◆ **Requirement 1**: Which names ending in "Apart" appear in the text about Jeffrey Zeldman? List every one.

◆ **Document passage**:
··········

Join Jeffrey Zeldman for an in-depth discussion in this video Building community, part of Jeffrey Zeldman: 20 years of Web Design and Community.
(music) - Ten years ago, Jeffrey rallied the entire web industry as a community. And since then, he's also been creating several other communities. One is through the A Book Apart book franchise, which itself is a way to reach a large web community. But also through the An Event Apart conferences, where, you know, 400 or 500 people gather together to hear about, you know, the sort of latest ideas. And there's something special about gathering people in the same room, that, you know, I think like a lot of the best conferences, some of the best conversations happen between the attendees.
- One of the things that I always tell people about Jeffrey, is I call him like the Miles Davis of web design. Because he has this unique talent for finding individuals in the community, and bringing them forward. And both with A List Apart and An Event Apart, I was asked to contribute. I don't know what process, you know, underlies that, but if you look at his ability to find people in the community and give them recognition, and kind of bring their ideas to a much wider audience, that's immensely valuable. - I think Jeffrey likes to think of himself like a DJ, right, and he's like putting together a playlist of people.

··········

◆ **Requirement 2**: How many lines of the records contain the string "side", counting case? Reply with the number only.

··········

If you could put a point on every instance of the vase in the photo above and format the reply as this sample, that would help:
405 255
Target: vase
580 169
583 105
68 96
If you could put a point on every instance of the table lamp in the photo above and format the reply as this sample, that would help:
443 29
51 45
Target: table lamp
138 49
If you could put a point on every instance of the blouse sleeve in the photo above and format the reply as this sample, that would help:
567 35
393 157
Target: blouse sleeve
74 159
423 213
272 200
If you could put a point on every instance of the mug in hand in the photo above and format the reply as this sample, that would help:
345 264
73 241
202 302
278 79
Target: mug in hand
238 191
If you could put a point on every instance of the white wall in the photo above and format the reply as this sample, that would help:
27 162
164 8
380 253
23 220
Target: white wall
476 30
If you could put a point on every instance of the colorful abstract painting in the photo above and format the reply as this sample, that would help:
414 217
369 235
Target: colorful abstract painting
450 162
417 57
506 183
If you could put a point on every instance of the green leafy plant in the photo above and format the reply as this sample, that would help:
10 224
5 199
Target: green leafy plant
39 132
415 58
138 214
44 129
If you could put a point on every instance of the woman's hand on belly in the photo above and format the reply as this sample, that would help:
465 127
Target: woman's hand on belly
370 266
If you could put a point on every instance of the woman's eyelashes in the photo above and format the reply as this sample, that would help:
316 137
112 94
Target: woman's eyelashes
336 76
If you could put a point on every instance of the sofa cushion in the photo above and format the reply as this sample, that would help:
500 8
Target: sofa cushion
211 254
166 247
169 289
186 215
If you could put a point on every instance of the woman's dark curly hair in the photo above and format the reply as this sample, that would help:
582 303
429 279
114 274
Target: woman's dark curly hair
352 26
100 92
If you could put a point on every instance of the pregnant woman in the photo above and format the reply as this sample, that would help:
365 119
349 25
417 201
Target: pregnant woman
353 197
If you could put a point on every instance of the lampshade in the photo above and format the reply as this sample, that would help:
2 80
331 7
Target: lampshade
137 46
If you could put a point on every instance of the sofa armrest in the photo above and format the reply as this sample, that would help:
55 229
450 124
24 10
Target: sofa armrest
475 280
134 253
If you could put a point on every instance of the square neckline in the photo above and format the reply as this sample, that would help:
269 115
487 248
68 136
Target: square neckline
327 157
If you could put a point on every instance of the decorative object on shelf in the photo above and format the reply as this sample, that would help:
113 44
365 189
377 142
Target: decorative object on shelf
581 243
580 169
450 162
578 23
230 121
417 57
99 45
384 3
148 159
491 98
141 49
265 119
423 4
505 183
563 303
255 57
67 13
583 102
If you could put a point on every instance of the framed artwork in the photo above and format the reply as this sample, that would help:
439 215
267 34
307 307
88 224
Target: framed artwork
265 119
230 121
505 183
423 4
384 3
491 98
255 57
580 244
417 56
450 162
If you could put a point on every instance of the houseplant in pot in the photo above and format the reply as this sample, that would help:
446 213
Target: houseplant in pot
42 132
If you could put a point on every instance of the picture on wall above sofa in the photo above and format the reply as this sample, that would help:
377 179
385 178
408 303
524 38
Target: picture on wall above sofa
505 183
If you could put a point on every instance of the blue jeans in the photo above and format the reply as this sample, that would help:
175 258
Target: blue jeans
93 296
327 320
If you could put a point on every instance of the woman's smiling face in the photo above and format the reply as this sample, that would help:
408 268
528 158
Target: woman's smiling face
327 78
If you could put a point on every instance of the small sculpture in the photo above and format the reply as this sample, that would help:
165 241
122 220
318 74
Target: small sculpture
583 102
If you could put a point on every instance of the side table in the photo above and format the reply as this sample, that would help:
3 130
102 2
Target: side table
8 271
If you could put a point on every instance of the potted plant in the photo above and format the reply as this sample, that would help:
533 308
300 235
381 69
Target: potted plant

··········

◆ **Response 1**: A Book Apart, An Event Apart, A List Apart

◆ **Response 2**: 2